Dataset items
------

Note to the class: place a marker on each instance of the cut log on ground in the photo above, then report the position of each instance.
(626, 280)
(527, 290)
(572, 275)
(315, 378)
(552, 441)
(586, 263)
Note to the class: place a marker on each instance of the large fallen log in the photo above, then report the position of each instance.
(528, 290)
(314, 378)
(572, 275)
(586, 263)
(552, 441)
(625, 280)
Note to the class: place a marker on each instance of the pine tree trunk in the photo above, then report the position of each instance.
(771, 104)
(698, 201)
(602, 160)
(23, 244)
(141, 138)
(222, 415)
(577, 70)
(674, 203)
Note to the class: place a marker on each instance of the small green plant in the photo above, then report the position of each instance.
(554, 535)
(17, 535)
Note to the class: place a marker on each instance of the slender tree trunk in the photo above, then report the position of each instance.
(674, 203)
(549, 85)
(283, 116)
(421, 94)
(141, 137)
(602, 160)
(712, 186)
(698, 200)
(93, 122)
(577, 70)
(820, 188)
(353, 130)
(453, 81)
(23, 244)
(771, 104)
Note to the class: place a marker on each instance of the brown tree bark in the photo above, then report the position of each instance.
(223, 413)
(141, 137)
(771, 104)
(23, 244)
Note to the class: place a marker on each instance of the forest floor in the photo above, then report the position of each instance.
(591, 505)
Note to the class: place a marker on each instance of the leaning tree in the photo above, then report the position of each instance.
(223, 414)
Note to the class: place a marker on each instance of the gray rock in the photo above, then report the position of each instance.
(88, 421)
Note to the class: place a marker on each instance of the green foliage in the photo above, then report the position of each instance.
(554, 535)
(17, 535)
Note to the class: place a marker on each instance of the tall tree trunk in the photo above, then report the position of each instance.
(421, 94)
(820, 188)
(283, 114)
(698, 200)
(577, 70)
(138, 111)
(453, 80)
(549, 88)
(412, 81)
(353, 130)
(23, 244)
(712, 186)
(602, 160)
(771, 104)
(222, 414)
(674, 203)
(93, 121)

------

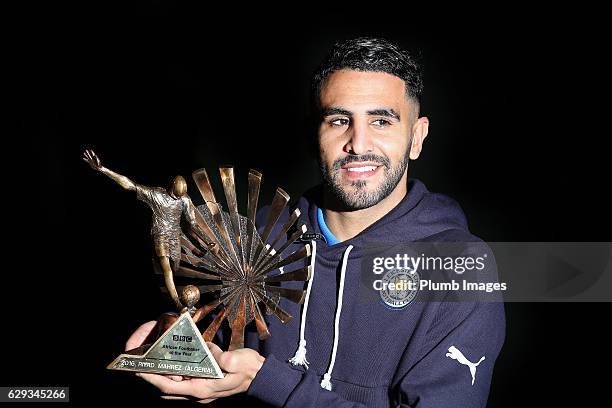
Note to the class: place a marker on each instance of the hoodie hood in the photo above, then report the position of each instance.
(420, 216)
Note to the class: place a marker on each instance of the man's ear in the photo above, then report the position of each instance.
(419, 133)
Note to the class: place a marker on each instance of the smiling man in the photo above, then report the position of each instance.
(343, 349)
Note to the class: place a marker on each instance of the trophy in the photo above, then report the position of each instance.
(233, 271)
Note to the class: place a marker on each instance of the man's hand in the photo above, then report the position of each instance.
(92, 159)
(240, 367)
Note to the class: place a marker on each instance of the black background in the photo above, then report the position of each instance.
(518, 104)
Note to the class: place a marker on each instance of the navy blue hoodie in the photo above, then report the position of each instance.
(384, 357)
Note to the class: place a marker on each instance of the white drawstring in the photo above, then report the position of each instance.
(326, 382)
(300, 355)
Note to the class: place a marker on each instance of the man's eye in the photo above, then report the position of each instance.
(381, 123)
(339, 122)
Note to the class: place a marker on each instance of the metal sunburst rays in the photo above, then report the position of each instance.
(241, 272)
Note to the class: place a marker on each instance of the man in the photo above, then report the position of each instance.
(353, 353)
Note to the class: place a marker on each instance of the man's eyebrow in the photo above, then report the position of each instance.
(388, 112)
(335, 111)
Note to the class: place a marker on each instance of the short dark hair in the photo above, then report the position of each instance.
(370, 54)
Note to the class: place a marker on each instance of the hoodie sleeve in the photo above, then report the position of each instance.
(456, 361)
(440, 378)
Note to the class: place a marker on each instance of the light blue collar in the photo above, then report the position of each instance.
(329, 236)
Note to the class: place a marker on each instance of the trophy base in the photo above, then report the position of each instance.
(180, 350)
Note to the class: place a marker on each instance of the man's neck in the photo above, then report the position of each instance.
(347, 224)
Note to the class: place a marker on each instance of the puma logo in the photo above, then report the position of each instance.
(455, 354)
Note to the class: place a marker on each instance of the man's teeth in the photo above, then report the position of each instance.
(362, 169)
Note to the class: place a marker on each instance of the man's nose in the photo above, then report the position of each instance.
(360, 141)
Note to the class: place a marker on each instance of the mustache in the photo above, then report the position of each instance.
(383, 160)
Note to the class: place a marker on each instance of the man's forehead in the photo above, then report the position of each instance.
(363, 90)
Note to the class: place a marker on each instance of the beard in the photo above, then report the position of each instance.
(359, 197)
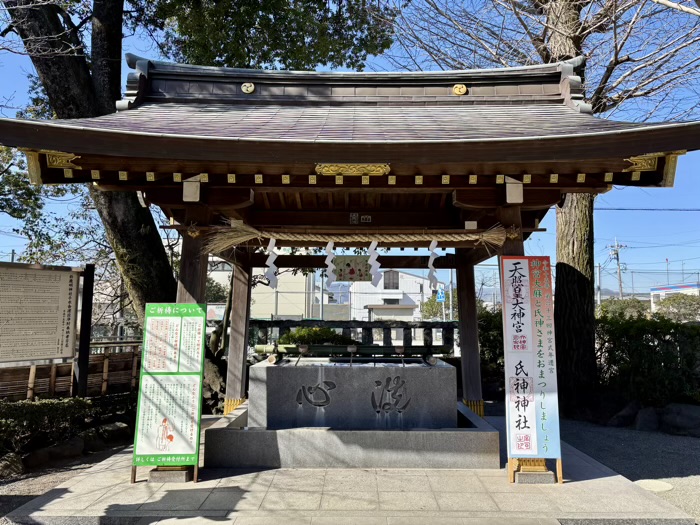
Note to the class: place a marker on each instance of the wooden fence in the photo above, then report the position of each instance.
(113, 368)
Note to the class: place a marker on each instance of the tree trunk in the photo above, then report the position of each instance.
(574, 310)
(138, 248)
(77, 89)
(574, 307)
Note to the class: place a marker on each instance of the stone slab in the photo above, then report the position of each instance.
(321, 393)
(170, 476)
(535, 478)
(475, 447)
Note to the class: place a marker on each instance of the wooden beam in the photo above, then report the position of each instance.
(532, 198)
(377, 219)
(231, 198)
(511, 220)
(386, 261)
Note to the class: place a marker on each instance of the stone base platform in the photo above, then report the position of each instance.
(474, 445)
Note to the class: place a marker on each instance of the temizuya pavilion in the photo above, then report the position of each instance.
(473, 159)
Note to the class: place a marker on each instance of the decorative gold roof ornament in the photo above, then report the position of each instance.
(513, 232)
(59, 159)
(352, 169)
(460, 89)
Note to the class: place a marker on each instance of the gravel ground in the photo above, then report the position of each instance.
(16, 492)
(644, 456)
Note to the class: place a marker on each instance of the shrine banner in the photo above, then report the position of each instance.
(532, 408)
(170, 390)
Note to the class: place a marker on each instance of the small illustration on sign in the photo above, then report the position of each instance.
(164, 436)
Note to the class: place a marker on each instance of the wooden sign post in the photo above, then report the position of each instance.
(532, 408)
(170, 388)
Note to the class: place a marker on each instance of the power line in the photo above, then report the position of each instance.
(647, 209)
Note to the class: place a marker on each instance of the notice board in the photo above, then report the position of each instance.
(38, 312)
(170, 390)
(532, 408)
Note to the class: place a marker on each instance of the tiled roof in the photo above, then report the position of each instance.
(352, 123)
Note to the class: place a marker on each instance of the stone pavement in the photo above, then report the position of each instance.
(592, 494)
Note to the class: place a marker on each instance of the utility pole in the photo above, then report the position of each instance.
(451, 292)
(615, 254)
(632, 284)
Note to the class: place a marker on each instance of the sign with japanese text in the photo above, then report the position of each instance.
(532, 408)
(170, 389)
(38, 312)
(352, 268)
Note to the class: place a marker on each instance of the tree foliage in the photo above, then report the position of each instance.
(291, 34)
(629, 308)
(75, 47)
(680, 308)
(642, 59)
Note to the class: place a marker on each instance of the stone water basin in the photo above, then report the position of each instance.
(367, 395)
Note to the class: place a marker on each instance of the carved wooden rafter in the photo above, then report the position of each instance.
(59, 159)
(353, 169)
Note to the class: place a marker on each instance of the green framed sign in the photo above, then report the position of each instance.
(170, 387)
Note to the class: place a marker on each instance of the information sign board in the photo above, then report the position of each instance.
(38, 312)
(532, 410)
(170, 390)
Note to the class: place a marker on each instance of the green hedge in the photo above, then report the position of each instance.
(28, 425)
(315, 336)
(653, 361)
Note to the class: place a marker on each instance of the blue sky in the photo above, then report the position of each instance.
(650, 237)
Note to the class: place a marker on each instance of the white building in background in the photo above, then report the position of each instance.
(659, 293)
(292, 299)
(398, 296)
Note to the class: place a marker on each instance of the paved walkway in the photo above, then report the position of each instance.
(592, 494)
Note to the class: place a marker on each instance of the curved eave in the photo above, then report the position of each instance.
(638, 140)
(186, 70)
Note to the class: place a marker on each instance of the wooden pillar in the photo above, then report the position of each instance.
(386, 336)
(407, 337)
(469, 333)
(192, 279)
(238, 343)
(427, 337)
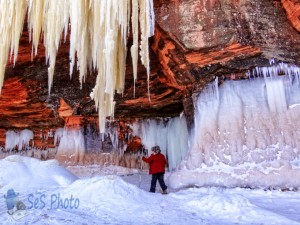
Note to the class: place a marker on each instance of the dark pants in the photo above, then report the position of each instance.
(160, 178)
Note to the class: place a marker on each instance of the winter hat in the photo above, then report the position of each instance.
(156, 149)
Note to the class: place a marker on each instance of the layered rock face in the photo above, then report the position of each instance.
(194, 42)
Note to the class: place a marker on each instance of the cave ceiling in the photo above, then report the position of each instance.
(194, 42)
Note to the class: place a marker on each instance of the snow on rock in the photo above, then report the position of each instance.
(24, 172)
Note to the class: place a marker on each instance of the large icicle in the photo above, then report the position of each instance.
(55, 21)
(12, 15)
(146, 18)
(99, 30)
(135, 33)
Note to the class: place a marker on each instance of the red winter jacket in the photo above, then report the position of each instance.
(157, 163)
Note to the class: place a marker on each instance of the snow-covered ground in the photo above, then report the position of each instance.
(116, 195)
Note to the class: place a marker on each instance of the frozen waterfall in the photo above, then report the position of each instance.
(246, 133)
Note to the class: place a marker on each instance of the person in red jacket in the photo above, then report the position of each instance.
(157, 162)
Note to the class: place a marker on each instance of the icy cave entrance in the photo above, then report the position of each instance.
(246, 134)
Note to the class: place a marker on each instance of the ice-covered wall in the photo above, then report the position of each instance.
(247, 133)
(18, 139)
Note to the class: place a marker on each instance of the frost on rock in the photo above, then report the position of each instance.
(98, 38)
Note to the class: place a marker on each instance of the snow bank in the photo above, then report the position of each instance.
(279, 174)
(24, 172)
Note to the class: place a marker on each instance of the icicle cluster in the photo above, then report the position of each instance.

------

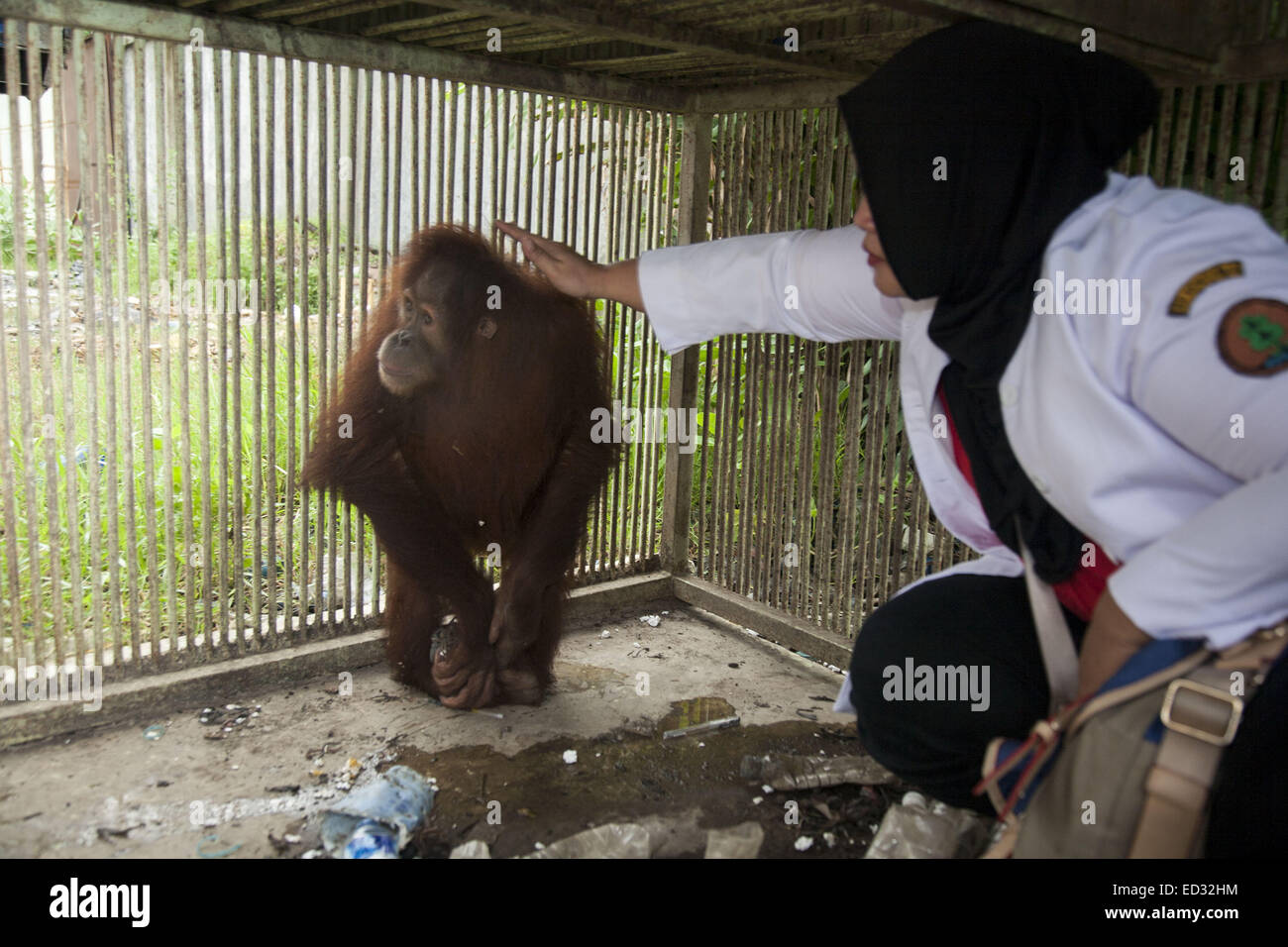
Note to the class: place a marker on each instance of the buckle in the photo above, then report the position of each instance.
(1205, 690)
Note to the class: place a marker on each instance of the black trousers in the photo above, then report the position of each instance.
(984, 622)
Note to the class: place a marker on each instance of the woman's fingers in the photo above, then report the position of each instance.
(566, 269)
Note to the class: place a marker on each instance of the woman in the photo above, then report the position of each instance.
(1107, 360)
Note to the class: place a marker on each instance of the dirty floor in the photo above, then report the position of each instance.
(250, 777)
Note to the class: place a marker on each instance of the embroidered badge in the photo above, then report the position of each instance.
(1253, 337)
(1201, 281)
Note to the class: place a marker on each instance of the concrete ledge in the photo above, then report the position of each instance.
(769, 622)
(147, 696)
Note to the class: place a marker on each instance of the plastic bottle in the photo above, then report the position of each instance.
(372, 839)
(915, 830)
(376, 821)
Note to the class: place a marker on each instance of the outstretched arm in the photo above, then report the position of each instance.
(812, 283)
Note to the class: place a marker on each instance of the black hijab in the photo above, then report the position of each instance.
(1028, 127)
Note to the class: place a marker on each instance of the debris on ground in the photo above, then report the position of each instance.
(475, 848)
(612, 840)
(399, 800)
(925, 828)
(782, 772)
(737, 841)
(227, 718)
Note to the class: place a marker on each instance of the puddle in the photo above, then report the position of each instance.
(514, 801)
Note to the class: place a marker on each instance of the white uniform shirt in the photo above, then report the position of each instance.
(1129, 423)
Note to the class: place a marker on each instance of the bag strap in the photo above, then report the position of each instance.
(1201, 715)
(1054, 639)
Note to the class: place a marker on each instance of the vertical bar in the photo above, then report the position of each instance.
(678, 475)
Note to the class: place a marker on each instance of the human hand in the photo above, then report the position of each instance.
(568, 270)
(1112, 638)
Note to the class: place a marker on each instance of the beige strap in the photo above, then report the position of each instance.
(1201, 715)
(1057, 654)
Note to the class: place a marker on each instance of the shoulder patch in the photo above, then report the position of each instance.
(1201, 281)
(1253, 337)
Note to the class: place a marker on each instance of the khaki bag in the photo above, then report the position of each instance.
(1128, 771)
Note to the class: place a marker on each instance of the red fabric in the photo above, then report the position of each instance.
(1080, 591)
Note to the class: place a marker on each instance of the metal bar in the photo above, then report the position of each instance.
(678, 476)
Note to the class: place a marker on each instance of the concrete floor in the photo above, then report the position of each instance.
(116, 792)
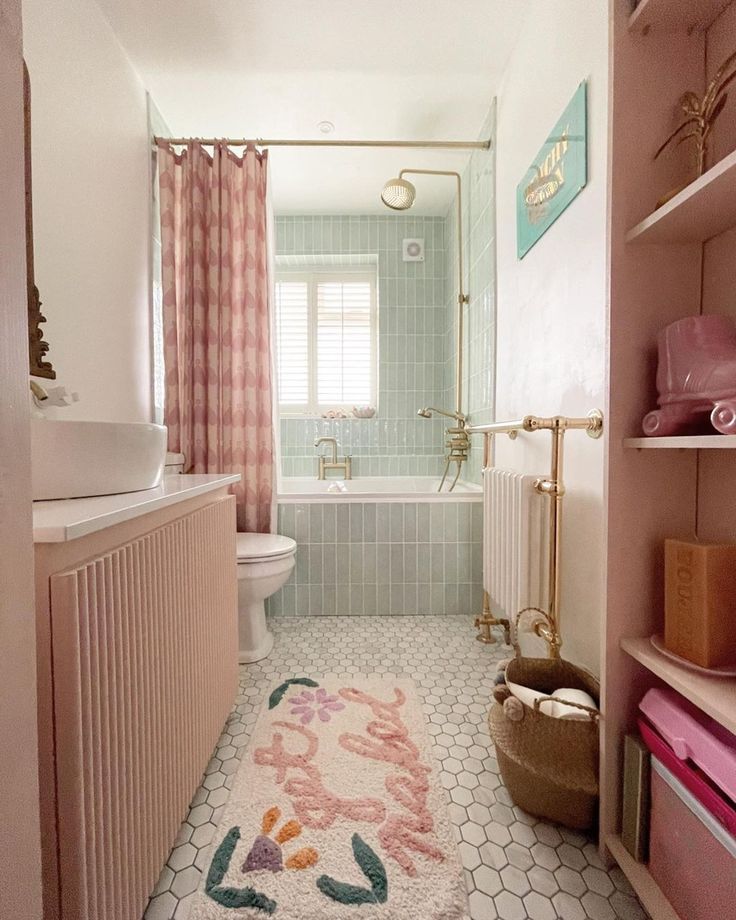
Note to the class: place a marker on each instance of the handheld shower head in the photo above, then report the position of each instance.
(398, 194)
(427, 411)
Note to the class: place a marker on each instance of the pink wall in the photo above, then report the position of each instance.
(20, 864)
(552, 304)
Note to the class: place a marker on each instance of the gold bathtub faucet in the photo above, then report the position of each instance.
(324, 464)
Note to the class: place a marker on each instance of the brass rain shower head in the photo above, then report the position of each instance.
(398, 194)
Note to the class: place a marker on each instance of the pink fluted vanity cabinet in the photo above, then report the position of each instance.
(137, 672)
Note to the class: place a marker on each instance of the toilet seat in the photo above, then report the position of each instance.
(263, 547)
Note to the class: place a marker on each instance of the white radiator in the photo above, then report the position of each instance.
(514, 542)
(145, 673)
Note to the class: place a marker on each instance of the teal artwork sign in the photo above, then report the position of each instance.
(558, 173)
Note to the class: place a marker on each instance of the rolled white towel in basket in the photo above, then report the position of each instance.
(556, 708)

------

Exercise – Above are the records; repeat exactly the lines from the one holding "of the cave" down to the one holding "of the icicle", end lines included.

Exercise result –
Note to the class: place a marker on each instance of the cave ceiling in the photo above, then report the position of each instance.
(194, 42)
Note to the class: place a marker on each instance of the snow on rock in the photo above, then report the position of each instance.
(24, 172)
Note to the class: place a marker on each instance of the large icicle in the photo above, then report the position of each instance.
(55, 21)
(12, 15)
(146, 18)
(99, 30)
(135, 33)
Note to the class: place a marker on each instance of the red winter jacket in the photo above, then report the position of each instance.
(157, 163)
Note to the class: place a marker on each instance of the snow-covered ground in the photo above, then report the position of each instance.
(116, 195)
Note to the class: place a marker on each instance of the frozen waterfall in the photo above, then report the position of each instance.
(246, 133)
Note to the class: place a marker on each instance of the person in red jacket in the photo above, then report the position of each instance.
(157, 162)
Note to the class: place a marker on each instance of the icy cave entrance in the photo above, then report the position of each instance.
(246, 134)
Note to the class: place a marker on each instance of the ice-covered wall in the photo above, then report the position of each instance.
(247, 133)
(18, 139)
Note to the class: place a marker on each instance of the frost on rock in the photo above, then report the position of each instance.
(98, 38)
Note to the class: place a marker on each instance of the snow bank in the photo above, then report the position of each instance.
(279, 174)
(24, 172)
Note to the class: place a marker on each instance of the icicle cluster in the photo above, then report the position of each instance.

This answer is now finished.